Given request:
Output every line of the data exactly as it appears.

Listed records:
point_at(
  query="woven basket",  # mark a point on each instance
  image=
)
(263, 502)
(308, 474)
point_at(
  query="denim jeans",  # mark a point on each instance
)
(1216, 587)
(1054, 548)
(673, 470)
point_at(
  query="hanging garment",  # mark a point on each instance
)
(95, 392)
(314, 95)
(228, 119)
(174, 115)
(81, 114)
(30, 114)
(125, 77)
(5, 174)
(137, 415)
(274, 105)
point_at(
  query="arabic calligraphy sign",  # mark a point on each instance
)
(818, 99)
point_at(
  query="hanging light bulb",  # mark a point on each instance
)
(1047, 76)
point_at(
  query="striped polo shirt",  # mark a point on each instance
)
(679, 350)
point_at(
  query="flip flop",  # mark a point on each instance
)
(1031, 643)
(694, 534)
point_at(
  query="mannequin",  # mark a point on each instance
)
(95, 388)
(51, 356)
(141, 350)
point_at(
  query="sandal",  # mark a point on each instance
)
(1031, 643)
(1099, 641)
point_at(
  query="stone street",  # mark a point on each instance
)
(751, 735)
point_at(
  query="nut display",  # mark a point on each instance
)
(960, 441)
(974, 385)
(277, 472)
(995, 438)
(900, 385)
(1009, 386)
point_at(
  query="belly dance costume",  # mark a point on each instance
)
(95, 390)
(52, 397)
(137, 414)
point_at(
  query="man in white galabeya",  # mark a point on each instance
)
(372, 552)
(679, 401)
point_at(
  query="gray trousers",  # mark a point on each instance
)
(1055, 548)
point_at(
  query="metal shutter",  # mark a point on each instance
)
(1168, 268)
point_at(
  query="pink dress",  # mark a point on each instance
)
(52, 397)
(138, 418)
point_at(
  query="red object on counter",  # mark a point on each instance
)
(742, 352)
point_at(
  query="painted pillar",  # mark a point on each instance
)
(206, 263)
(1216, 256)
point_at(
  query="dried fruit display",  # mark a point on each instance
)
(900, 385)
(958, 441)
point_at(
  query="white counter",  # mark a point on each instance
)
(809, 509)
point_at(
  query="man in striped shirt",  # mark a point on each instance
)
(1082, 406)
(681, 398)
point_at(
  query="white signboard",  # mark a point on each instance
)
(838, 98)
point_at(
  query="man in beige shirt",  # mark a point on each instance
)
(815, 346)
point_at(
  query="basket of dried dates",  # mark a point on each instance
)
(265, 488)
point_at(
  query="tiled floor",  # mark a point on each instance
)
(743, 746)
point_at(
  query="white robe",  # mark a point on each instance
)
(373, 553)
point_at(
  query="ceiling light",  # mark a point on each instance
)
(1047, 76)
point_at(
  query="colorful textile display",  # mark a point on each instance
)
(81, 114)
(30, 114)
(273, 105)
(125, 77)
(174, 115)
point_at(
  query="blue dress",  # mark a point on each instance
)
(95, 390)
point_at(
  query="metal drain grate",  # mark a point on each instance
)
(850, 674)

In response:
point_at(
  query="woven basket",  # mark a point on each instance
  image=
)
(263, 502)
(308, 474)
point_at(
  query="denim jeans",  # mark a point on each instance
)
(1216, 587)
(1054, 548)
(673, 470)
point_at(
  query="hanging garment",  # mark a point on each instance
)
(95, 392)
(314, 95)
(228, 119)
(174, 115)
(81, 114)
(30, 114)
(125, 77)
(5, 174)
(137, 415)
(274, 105)
point_at(
  query="arabic calligraphy sign",  # mark a point on each instance
)
(818, 99)
point_at(
  query="hanging light bulb",  # mark a point on each instance
)
(1047, 76)
point_at(
  query="striped polo shirt",  # mark a point on each instance
)
(679, 350)
point_at(
  query="flip flop",  # mark a point on each instance
)
(1031, 643)
(694, 534)
point_at(
  query="mannequin",  # mark a point on each instance
)
(95, 388)
(51, 356)
(141, 350)
point_at(
  query="sandal",  # mark a point on each instance
)
(1031, 643)
(1099, 641)
point_at(
  query="stone street",  # mark a point on each instance
)
(751, 735)
point_at(
  query="nut display",  # mark a point on each instance
)
(960, 441)
(974, 385)
(277, 472)
(995, 438)
(900, 385)
(1009, 386)
point_at(
  query="belly dance costume",  # mark a point on each instance
)
(95, 390)
(52, 397)
(137, 414)
point_at(
  query="man in white galabeya",  # mark a point on each instance
)
(372, 552)
(679, 401)
point_at(
  query="gray trousers",  # mark a point on each instance
)
(1055, 548)
point_at(
  query="metal shutter",  # mark a point on each instance
)
(1168, 268)
point_at(
  query="pink dress",  # mark a point on each instance
)
(52, 397)
(138, 418)
point_at(
  query="red object on counter",  # mark a point on each instance
)
(742, 352)
point_at(
  query="painted pillar",  # mark a point on each instance
)
(206, 263)
(1216, 256)
point_at(
  query="dried fruit display",  # mark a point on each instance
)
(900, 385)
(958, 441)
point_at(
  query="white counter",  # mark a point on each instance
)
(809, 509)
point_at(
  query="man in striped shirt",  # mark a point on each instance
)
(1082, 406)
(681, 398)
point_at(
  query="white signboard",  # mark a point on each instance
)
(838, 98)
point_at(
  query="man in beige shirt",  # mark a point on each instance
)
(815, 346)
point_at(
  query="basket of dried dates",  # mark a point on each instance
)
(265, 488)
point_at(
  query="tiled floor",  # mark a point on each instance
)
(743, 746)
point_at(
  query="white robe",  # mark a point on each instance
)
(373, 553)
point_at(
  query="ceiling light",  # mark a point on each instance
)
(1047, 76)
point_at(
  query="colorful textile display",  # mark a point on each instance
)
(81, 114)
(30, 114)
(273, 105)
(125, 77)
(174, 115)
point_at(
  query="blue dress",  # mark a point on each instance
)
(95, 390)
point_at(
  query="metal drain grate",  # mark a point on each instance
)
(850, 674)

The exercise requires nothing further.